◆ **PASSAGE CHOISI**
----------
En résumé : À l’inverse du film islandais, Labed choisit la marge, la douleur physique et la folie en démarche expiatoire du mal. La fin nous terrasse, et emporte tout. 4/5

September & July de A. Labed
Sortie le 19 février


Amour New-Age: QUEER

Dans Queer, Guadagnino en fait une histoire personnelle, il y a là une générosité débordante à filmer l’amour impossible, celui d’un homosexuel désireux, amoureux d’un homme qui le fuit, une chasse sexuelle et dégoulinante de désir dans un Mexico des années 50 reluisant de chemises ouvertes et gorgées de sueur. Lee, et ses traits tirés par une vie d’excès, son regard caméra qui déboussole, homme d’un certain âge qui s’effondre dans l’alcool et la drogue, puis sait se relever à temps par l’espoir d’un amour nouveau. Cet amour nouveau, c’est la beauté plastique et juvénile de Allerton, un physique miracle à perdre la tête. Et quelle réussite que cette première partie où la simplicité de cette non-rencontre finit par nous captiver. Mais l’intarissable Guadagnino finit bel et bien par retomber dans ses travers, prétention visuelle, bidouillages et snobisme de mise en scène plombent une dernière heure où s’entremêlent un délire new-age sous ayahuasca, et une fin kubrickienne en voyage temporel grotesque. Il y a chez lui le désir naïf et impulsif d’un jeune premier, celui de toujours en faire trop, démonstratif, incapable de centrer sa caméra sur l’essentiel (ici un Daniel Craig miraculeux qu’il aurait fallu accompagner en solitaire). Le film, bien trop long, finit par se perdre dans ses ramifications. Et donc tempère sa première partie convaincante.
----------
◆ **DONNÉES FOURNIES**
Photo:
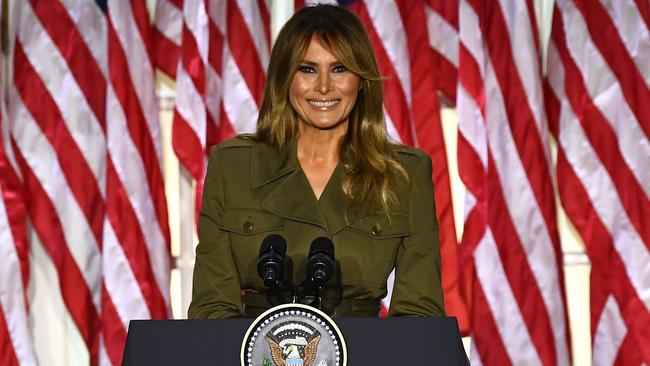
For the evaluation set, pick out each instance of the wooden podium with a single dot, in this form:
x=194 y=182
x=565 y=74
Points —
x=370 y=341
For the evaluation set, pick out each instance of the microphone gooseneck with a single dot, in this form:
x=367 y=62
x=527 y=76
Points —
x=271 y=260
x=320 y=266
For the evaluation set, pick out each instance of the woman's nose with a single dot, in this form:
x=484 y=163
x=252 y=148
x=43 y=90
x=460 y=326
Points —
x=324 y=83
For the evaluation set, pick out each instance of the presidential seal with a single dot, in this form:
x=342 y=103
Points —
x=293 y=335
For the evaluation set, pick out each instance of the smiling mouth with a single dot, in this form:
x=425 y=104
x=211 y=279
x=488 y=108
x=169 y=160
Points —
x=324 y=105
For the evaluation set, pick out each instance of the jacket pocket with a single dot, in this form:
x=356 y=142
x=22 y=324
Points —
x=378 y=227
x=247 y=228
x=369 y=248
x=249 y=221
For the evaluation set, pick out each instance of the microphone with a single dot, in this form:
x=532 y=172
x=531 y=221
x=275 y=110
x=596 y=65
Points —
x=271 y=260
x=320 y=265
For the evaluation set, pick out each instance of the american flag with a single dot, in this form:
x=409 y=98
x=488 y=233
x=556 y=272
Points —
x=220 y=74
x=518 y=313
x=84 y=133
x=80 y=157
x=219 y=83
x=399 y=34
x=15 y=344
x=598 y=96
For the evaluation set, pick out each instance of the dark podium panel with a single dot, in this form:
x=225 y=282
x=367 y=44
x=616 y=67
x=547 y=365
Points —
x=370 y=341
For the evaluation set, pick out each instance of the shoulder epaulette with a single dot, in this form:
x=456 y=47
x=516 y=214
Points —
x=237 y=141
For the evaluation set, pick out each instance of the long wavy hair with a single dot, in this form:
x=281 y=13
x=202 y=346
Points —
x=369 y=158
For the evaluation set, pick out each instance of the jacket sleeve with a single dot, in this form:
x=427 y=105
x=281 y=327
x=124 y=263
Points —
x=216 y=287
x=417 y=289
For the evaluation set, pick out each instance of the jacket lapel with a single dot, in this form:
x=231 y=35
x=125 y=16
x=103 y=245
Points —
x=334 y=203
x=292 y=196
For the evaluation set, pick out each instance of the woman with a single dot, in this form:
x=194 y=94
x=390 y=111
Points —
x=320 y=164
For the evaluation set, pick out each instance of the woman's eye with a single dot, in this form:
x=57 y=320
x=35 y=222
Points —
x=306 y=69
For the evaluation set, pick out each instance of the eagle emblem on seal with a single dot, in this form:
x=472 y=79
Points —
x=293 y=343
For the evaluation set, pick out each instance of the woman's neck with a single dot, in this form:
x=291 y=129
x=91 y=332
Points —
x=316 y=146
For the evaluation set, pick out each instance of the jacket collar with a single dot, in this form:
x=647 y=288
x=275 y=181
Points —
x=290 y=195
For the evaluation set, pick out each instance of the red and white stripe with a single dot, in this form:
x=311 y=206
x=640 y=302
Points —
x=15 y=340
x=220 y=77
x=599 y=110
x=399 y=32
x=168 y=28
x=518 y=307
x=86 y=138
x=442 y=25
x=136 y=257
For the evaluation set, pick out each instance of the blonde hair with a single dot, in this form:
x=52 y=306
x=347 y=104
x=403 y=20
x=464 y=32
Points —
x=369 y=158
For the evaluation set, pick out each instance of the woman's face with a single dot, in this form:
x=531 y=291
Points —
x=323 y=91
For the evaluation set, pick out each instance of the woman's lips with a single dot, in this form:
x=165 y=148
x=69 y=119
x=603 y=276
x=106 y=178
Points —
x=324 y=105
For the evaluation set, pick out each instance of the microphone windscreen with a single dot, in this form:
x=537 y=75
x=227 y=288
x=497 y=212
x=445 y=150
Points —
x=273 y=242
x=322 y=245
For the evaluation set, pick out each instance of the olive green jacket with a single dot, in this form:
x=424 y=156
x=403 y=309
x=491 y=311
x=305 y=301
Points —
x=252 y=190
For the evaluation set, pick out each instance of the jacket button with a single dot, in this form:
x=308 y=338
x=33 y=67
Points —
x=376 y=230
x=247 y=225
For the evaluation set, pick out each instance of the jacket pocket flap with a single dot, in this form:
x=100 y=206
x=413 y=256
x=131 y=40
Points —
----------
◆ **TRAVAIL DEMANDÉ**
[1] D'après le passage choisi, quelle date de sortie est annoncée pour September & July ?
[2] Redimensionnez les lignes de données, en commençant à la ligne qui contient "the woman's eye" et en vous arrêtant après celle qui contient "x=293 y=343". Recopiez uniquement ces lignes, consignes comprises, en multipliant par 1,4 les coordonnées x et y des réponses (pas celles des exemples de format) et en arrondissant à l'entier, les demis vers le haut.

◆ **SOLUTIONS DANS L'ORDRE**
[1] Le 19 février.

[2]
For the evaluation set, pick out each instance of the woman's eye with a single dot, in this form:
x=57 y=320
x=35 y=222
Points —
x=428 y=97
For the evaluation set, pick out each instance of the eagle emblem on seal with a single dot, in this form:
x=472 y=79
Points —
x=410 y=480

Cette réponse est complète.